_Exercise 1_
Which rows below contain the string "positive"? Copy each of those rows, treating case as significant.

········

I must confess I was not able to finish this book – it was simply too much of a muchness. The combination of true gossip and meticulous pedantry is arresting, but over-rich. This is a book to buy, not borrow – if you can find it – if you can afford it once you find it.

And I must say that it is a fangy, vinegary pleasure to gossip about the hubris and scandals of occultists (or folklorists) long dead. I thought only catherine yronwode did that.


*Mohammed is usually described as camel driver, but he actually managed caravans for his wife, a successful merchant. You can find details in Karen Armstrong’s Mohammed: a Biography, I believe.

**The authors pause to define “high magic”:  “In Richard Cavendish’s illuminating definition, it is ‘an attempt to gain so consummate an understanding and mastery of oneself and the environment as to transcend all human limitations and become superhuman or divine.'”

2 thoughts on “Book Review: A Wicked Pack of Cards

  1. Oh man. I love detailed histories, but the last thing we need is more fundamentalism encroaching on the occult. It’s all too painfully present in the world of grimoire magic. One of the sad byproducts of the age in which we live is the unconscious desire to have art (and so magic) work like science. Magic will never be science and will never have the mundane respectability of science. Mystery and, yes, even hucksterism are what keep it liminal, moving through the dark beyond the edges of our neat-and-tidy whited sepulchres!

········

_Exercise 2_
Can you reproduce everything in the book review above from "I must confess" down to "Biography, I believe."?

········

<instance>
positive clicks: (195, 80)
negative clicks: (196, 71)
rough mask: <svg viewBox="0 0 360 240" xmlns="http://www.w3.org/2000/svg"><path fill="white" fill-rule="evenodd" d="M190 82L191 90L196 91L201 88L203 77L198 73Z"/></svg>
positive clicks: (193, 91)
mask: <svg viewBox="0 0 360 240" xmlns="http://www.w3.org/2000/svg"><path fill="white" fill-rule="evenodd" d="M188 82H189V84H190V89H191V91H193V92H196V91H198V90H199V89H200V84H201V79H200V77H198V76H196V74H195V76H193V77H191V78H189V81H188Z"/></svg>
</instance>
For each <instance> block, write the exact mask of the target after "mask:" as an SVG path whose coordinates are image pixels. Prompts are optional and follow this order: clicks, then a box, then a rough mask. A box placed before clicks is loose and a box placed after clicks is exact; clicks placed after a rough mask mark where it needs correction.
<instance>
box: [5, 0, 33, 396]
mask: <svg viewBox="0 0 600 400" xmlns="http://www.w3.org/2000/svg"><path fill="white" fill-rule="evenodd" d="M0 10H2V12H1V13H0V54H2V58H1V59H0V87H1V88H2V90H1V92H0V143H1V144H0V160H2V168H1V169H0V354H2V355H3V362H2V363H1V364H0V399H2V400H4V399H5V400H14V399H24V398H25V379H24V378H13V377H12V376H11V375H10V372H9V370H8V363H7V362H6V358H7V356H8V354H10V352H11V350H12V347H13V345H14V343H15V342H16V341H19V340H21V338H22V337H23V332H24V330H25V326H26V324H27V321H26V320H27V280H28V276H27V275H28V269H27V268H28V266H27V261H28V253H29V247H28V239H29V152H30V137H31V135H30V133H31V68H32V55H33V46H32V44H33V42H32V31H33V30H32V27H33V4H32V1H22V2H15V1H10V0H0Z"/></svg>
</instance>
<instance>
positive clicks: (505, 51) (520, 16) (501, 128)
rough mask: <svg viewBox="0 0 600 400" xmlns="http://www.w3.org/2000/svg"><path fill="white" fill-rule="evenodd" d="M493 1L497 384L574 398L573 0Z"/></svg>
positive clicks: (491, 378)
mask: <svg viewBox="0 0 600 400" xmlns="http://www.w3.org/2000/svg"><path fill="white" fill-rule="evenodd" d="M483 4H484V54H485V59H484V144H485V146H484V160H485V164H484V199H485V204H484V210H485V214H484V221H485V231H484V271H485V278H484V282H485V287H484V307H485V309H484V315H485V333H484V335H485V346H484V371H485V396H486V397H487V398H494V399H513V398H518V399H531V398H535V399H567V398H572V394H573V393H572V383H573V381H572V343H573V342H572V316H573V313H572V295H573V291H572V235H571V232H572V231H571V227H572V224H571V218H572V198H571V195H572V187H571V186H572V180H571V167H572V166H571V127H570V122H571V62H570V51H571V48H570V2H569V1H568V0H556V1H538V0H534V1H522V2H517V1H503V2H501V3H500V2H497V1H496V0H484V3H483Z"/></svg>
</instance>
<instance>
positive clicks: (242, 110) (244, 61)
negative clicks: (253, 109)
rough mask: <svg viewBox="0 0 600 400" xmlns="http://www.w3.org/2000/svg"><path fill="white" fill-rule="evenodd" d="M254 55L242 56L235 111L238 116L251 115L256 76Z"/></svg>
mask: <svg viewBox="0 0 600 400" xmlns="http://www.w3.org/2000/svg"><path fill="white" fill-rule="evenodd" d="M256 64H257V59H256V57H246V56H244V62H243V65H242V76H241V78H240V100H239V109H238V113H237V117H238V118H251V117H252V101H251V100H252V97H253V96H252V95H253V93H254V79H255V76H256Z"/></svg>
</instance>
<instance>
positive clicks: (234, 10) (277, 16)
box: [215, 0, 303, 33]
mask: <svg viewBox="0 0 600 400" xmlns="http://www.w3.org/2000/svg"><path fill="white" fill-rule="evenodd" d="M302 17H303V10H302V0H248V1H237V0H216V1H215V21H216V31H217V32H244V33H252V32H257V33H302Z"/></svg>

········

_Response area 1_
positive clicks: (195, 80)
positive clicks: (193, 91)
positive clicks: (505, 51) (520, 16) (501, 128)
positive clicks: (491, 378)
positive clicks: (242, 110) (244, 61)
positive clicks: (234, 10) (277, 16)

_Response area 2_
I must confess I was not able to finish this book – it was simply too much of a muchness. The combination of true gossip and meticulous pedantry is arresting, but over-rich. This is a book to buy, not borrow – if you can find it – if you can afford it once you find it.

And I must say that it is a fangy, vinegary pleasure to gossip about the hubris and scandals of occultists (or folklorists) long dead. I thought only catherine yronwode did that.


*Mohammed is usually described as camel driver, but he actually managed caravans for his wife, a successful merchant. You can find details in Karen Armstrong’s Mohammed: a Biography, I believe.